> [ABOUT THIS TASK]: Among the lines below, copy exactly those from the one with "Target: player's hand" through the one with "Target: soccer player in black jersey", counting both ends.

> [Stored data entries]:
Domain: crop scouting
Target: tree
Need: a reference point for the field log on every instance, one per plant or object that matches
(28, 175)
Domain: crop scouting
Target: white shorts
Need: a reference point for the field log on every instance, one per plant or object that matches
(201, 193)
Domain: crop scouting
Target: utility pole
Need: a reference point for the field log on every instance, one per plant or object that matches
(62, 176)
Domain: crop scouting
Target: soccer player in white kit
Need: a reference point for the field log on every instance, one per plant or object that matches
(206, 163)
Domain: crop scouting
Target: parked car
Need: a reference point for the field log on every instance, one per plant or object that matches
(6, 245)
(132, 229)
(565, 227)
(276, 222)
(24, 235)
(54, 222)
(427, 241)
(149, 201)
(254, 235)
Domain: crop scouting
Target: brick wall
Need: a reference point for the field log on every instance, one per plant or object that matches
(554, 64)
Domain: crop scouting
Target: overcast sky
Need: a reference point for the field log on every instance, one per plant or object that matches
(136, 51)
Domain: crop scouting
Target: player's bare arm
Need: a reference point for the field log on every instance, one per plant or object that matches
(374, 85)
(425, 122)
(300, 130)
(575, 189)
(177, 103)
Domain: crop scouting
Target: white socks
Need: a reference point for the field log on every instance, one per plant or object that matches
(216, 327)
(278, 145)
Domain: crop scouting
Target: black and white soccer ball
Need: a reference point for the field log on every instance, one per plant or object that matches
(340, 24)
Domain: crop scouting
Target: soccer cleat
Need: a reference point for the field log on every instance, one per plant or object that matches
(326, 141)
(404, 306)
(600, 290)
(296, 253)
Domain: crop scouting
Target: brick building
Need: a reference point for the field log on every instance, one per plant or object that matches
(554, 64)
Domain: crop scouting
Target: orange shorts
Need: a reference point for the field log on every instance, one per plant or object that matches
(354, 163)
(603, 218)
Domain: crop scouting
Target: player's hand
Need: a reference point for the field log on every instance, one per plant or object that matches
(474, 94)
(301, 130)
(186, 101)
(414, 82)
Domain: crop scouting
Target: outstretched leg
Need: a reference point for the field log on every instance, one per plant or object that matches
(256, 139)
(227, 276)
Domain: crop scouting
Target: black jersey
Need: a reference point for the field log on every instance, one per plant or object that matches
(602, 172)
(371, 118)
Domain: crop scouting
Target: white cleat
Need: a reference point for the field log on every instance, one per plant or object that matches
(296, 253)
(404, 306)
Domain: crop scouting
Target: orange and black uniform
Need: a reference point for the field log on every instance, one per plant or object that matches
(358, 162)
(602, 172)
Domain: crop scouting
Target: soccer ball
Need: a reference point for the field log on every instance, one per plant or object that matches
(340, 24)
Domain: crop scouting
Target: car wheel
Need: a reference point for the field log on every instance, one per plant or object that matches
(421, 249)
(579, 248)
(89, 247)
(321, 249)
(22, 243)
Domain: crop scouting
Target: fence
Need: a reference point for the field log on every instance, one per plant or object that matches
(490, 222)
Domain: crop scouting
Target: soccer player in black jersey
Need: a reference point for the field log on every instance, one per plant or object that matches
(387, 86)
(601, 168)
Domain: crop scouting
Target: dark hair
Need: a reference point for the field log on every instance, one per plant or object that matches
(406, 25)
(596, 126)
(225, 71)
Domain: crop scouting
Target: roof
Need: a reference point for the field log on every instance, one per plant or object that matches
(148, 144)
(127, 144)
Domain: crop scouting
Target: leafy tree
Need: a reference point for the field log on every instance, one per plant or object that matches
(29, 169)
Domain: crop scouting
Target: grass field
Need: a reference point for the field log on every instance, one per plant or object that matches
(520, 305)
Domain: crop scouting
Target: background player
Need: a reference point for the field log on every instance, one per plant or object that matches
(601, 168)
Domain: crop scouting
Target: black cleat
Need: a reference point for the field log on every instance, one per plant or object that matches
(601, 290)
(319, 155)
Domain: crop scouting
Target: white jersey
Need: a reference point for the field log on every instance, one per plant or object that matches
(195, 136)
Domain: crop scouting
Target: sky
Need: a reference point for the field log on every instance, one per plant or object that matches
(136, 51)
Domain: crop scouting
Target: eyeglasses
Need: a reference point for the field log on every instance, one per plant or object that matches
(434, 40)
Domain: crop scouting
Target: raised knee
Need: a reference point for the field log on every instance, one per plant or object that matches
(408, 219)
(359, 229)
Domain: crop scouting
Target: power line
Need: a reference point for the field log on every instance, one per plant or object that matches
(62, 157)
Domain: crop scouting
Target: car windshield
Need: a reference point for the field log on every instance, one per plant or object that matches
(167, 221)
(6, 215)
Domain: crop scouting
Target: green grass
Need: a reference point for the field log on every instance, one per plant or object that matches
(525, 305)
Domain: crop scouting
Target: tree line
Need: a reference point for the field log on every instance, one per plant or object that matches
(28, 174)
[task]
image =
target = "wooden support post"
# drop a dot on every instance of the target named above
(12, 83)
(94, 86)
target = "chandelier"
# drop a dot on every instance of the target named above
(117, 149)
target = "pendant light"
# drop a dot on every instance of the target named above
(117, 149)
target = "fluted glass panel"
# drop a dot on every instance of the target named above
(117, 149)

> [ANSWER FOR THIS EXERCISE]:
Target: player's hand
Need: a reference point for the field log on every instance, one per plant or object that matches
(474, 94)
(301, 130)
(186, 101)
(414, 82)
Domain: crop scouting
Target: outstretched leg
Need: a reference point for the field log on every instance, one per plant or object that matches
(256, 139)
(227, 276)
Domain: crop scouting
Target: black jersey
Need: a reference point for the field log on every instance, one per plant or object that matches
(602, 172)
(371, 118)
Domain: crop scouting
Target: white cleat
Need: a reference point for the field log on every instance, one per plant or object that matches
(296, 253)
(404, 306)
Domain: crop scouting
Target: orange and black uniform
Need: a reference point for the field log on every instance, one per plant or object that matches
(358, 162)
(602, 172)
Domain: crop scouting
Target: soccer ball
Need: a reference point for the field log on every instance, one per plant or object that matches
(340, 24)
Domain: crop scouting
Target: car wheel
Need: a reference point for the field log on every instance, one per plant or object that matches
(421, 249)
(579, 248)
(89, 247)
(321, 249)
(22, 243)
Domain: crop scouting
Target: fence
Need: a reference point for the field log on every instance, one per plant or object that matches
(490, 222)
Domain: crop scouting
Target: soccer player in black jersey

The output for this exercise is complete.